* _Passage_:
================

Sur and Ras al Jinz: Oman’s East Coast, Dhow Yards, and Nesting Sea Turtles
Updated June 2026 — Daniel Marsh has lived in Muscat for three years and has done the Sur–Ras al Jinz circuit twice. Prices in OMR (Omani Rial — 1 OMR ≈ £2.10 / $2.60). Prices verified June 2026.

Sur is 190km east of Muscat — about 2.5 hours on a good road. The town has a traditional dhow-building yard (one of the last working ones in the region), a lagoon with old fishing villages, and a waterfront worth an evening walk. Ras al Jinz, 30km further, is where green sea turtles nest year-round on the beach of the Arabian Peninsula’s easternmost point. Both together make a solid two-day trip from Muscat, or three days if you add Wahiba Sands or Wadi Bani Khalid.
Sur: What It Is and Why the Dhow Yard Matters
Sur has been a maritime town for over a thousand years — it was the departure point for Omani traders heading to East Africa, India, and the Persian Gulf. The dhow (the traditional wooden sailing vessel of the Arabian Sea) was built here and sailed from here. At peak, Sur’s dhow industry produced hundreds of boats a year.
The dhow yard still operates, at a much smaller scale, in the harbour area near the Sur Corniche. You can walk in during working hours (roughly 7am–1pm, closed Fridays and Saturdays) and watch the builders at work — no ticket, no tour required, just walk in and look. The boats under construction range from large traditional wooden dhows to the fibreglass versions that are now the practical standard for Omani fishing. The wooden construction is increasingly heritage work rather than commercial production, but the craftsmanship is real and watching the hull-shaping and caulking process is worth 30–45 minutes.

================

* _Extracted entries_:
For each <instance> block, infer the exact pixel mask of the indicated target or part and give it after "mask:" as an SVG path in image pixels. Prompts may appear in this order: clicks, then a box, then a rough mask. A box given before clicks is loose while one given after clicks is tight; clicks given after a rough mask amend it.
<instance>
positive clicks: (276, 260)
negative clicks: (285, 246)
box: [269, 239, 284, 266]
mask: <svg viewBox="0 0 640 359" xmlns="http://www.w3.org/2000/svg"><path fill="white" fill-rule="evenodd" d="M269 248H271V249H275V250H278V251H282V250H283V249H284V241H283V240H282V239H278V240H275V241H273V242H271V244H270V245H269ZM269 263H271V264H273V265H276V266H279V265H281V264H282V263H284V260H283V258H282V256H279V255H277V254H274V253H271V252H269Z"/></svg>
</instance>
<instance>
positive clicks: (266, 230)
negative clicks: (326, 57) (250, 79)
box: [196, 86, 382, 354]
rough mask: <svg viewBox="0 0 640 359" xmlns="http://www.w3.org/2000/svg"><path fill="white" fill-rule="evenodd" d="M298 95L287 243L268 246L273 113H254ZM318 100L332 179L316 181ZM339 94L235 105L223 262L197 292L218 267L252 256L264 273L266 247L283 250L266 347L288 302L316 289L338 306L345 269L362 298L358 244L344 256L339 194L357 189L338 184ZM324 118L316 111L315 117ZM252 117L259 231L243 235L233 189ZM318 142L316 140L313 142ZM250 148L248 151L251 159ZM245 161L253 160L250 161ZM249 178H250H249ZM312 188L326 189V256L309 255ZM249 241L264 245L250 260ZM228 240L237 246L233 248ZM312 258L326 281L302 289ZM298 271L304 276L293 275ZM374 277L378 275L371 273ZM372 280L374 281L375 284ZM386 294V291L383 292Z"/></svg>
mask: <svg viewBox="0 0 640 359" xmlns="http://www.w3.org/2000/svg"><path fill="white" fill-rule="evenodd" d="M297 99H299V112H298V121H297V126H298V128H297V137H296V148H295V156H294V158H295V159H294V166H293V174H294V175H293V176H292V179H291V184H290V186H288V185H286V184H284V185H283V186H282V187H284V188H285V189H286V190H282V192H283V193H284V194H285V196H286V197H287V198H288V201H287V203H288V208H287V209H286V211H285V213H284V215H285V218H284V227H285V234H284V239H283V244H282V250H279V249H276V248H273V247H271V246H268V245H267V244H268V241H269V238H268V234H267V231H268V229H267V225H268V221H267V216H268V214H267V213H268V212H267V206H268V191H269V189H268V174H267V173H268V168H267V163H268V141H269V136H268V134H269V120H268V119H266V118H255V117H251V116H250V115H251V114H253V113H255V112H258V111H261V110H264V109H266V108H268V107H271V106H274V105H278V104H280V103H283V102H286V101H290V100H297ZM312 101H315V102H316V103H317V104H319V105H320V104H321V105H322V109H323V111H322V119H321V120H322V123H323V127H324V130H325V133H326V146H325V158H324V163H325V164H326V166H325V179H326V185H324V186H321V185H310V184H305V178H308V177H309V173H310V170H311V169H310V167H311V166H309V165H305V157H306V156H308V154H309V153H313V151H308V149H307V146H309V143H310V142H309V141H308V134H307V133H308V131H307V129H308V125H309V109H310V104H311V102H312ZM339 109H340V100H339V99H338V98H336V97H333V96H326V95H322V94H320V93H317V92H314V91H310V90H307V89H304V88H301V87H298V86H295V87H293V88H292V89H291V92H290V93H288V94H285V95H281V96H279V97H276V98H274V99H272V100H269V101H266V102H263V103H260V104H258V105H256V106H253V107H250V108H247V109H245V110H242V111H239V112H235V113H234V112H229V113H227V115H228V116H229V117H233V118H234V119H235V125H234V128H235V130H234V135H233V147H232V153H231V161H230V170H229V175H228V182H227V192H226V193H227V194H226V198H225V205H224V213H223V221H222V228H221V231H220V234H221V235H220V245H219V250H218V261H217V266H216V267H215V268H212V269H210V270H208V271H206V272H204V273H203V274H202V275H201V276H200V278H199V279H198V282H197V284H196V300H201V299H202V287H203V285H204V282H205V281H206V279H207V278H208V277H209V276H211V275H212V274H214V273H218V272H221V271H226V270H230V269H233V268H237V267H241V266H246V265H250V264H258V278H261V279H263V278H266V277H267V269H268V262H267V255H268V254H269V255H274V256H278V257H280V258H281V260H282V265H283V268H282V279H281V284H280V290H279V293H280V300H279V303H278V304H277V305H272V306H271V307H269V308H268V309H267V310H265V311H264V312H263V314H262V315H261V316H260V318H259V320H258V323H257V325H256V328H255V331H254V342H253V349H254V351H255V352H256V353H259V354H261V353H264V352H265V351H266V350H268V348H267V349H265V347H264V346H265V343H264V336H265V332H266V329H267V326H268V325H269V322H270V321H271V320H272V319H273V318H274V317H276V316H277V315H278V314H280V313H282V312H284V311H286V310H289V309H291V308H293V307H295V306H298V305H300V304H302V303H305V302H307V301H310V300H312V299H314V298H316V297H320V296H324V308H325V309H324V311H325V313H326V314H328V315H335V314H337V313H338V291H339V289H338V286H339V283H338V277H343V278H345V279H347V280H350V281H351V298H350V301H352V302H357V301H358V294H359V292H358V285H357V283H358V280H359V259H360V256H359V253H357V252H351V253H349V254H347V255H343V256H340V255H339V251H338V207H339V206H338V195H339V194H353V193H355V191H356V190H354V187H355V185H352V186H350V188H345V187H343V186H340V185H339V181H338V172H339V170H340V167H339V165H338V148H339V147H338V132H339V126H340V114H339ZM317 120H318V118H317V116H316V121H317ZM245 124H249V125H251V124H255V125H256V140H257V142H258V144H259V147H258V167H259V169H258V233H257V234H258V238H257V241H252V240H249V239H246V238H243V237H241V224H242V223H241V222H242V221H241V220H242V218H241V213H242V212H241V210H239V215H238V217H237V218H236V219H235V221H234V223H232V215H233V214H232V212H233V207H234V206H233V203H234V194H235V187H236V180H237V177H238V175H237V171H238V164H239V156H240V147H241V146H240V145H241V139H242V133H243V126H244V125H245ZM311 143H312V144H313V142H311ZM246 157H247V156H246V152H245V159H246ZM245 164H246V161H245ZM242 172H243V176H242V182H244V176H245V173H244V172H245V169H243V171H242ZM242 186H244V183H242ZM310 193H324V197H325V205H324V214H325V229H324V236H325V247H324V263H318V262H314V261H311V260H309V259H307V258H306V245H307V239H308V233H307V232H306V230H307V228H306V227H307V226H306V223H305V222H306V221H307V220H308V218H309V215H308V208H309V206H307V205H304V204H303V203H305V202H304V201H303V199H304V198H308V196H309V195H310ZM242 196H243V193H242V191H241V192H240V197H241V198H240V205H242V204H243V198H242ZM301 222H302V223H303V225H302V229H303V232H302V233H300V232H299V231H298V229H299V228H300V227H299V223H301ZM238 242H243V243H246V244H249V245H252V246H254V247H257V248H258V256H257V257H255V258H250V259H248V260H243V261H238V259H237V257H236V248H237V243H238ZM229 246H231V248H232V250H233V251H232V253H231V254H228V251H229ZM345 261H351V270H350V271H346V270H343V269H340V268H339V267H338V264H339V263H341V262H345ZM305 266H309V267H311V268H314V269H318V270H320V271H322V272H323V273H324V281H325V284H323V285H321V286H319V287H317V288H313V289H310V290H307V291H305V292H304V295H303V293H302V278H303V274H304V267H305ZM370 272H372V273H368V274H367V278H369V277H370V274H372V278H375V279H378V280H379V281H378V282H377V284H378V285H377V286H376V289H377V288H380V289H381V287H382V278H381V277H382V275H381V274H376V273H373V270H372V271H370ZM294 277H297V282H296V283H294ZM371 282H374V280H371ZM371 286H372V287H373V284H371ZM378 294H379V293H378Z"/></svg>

================

* _Job item 1_:
Answer these from the guide about Sur and Ras al Jinz:
(a) How far east of Muscat is Sur?
(b) On which days is the dhow yard closed?
(c) What kind of turtle nests at Ras al Jinz?
* _Job item 2_: Reproduce word for word the part of the guide about Sur and Ras al Jinz between "Sur: What It" and "boats a year.", inclusive.

* _Task answer 1_:
(a) 190km, about 2.5 hours by road.
(b) Fridays and Saturdays.
(c) Green sea turtles.

* _Task answer 2_:
Sur: What It Is and Why the Dhow Yard Matters
Sur has been a maritime town for over a thousand years — it was the departure point for Omani traders heading to East Africa, India, and the Persian Gulf. The dhow (the traditional wooden sailing vessel of the Arabian Sea) was built here and sailed from here. At peak, Sur’s dhow industry produced hundreds of boats a year.